> _Exercise brief_:
Show each line in the records below that contains the word "forehead", copying every such line in full.

......

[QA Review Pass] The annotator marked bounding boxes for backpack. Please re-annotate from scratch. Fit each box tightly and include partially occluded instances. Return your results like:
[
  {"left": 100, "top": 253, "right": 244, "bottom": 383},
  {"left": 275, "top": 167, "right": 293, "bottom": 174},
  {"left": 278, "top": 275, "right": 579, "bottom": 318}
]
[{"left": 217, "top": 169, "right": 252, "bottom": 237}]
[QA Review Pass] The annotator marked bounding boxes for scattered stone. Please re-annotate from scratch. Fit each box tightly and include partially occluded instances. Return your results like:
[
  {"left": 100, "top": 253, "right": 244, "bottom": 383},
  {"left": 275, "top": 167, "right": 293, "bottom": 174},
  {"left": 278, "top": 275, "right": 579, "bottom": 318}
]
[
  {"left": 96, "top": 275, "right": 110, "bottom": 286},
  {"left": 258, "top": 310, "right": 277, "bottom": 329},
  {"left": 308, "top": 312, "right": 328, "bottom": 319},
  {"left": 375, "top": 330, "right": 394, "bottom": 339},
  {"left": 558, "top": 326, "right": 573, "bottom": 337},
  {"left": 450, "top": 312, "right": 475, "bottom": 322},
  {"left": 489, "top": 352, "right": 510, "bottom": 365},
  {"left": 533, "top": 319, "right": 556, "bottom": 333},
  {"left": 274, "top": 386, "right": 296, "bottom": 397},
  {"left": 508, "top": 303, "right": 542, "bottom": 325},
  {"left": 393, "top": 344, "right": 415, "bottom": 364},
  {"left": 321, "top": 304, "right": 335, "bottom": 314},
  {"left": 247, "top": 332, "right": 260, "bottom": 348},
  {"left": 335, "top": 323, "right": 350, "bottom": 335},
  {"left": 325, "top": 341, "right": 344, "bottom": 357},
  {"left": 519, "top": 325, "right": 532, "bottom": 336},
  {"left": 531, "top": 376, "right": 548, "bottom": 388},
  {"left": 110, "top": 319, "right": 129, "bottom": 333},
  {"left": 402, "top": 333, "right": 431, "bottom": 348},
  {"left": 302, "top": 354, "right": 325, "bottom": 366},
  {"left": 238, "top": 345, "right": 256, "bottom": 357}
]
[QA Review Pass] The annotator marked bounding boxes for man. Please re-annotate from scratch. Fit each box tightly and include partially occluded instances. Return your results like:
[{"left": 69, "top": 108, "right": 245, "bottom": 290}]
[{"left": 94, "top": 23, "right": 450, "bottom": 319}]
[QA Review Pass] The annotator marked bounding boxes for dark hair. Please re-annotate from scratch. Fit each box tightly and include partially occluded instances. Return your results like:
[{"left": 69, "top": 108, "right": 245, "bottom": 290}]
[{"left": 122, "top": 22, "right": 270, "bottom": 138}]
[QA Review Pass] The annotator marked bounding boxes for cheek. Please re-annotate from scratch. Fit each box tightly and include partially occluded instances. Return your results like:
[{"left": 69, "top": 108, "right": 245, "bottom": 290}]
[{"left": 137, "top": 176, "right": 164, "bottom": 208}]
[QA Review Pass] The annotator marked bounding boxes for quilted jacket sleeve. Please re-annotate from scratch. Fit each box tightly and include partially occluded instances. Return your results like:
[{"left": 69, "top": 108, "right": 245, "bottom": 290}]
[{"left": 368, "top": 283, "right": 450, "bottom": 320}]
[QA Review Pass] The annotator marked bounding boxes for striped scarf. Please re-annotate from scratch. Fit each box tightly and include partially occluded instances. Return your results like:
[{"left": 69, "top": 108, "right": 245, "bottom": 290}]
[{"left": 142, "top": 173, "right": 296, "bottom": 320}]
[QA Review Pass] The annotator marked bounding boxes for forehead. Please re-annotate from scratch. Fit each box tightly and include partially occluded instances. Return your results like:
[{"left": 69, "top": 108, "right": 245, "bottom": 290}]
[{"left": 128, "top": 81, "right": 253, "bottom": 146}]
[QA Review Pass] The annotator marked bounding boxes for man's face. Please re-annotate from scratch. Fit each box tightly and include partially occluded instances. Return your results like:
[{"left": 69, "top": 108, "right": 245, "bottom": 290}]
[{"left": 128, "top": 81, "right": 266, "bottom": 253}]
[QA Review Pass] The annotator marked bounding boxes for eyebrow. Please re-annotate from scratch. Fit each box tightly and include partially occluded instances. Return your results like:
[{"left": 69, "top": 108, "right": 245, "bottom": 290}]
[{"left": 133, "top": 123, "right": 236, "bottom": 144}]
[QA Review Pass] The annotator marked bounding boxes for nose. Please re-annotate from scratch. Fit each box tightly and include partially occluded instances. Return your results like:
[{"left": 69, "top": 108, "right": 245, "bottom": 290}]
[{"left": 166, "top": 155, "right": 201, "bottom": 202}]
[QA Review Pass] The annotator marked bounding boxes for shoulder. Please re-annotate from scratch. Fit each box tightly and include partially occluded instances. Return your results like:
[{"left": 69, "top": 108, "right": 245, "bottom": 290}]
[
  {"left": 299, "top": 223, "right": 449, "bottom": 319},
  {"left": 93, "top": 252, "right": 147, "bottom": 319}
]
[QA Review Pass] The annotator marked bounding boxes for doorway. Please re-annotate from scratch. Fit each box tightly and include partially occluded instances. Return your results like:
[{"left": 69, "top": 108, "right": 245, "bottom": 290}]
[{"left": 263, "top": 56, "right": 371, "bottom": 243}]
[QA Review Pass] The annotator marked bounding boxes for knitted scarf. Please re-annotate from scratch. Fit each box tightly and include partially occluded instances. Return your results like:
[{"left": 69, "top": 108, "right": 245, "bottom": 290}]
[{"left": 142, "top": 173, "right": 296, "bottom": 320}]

......

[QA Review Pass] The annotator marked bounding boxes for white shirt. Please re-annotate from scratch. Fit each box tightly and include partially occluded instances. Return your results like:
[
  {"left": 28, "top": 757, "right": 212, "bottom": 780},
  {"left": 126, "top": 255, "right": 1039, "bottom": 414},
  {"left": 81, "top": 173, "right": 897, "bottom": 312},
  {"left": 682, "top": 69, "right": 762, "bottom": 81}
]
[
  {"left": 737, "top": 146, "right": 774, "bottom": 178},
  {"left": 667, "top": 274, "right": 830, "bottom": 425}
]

......

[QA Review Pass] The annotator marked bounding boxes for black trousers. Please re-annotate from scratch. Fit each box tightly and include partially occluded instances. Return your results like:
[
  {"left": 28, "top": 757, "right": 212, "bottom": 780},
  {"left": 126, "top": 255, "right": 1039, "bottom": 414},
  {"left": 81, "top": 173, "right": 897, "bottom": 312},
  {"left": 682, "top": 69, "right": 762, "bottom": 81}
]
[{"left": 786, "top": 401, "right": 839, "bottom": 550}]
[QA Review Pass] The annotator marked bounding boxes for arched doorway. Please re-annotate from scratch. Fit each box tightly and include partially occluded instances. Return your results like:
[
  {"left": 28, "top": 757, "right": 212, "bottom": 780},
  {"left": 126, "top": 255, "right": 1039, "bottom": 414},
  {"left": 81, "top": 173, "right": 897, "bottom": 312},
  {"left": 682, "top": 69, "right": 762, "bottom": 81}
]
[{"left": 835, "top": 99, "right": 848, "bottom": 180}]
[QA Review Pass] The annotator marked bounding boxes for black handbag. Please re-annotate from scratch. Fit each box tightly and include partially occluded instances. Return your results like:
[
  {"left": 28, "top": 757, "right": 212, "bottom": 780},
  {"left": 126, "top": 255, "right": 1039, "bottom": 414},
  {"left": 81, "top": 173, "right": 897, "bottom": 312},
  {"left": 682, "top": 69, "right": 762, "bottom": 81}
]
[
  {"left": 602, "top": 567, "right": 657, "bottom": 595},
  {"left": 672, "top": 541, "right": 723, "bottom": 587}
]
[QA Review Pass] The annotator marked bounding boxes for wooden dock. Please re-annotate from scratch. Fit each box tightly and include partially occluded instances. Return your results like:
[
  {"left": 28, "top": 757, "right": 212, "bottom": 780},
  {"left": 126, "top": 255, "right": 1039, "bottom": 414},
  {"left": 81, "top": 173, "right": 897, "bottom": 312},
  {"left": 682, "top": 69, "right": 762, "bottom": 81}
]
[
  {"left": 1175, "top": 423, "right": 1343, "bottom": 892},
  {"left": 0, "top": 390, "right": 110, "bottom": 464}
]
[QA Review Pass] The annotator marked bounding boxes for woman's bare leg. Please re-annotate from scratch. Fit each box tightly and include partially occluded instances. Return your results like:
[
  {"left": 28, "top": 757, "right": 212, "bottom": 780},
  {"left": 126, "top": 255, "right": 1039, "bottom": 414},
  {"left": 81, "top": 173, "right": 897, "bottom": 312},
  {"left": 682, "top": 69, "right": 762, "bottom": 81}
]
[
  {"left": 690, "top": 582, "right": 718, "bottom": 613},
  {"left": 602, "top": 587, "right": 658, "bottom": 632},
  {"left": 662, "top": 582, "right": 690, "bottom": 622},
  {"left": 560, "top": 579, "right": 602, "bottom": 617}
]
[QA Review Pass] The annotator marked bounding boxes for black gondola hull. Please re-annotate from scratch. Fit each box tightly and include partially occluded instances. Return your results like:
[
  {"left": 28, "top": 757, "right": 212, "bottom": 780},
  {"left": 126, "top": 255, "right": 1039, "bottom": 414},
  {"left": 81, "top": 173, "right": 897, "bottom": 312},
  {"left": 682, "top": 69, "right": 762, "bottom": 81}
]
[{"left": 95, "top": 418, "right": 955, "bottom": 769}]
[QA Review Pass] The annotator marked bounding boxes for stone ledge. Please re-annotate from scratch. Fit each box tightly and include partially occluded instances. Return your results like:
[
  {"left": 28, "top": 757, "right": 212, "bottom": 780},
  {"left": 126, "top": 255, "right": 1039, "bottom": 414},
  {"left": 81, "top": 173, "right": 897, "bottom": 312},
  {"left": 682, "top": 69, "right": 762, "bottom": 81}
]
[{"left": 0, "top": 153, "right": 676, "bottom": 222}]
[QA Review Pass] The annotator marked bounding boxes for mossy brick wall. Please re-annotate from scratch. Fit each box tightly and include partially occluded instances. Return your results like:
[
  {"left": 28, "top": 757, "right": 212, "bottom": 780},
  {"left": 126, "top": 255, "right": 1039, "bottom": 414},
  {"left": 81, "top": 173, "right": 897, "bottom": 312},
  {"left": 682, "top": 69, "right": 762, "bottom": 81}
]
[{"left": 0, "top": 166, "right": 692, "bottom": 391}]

......

> _Right answer_:
[QA Review Pass] The annotator marked bounding boxes for forehead. Please re-annotate from scratch. Fit each box tightly and include partially occluded instances. Return your results like:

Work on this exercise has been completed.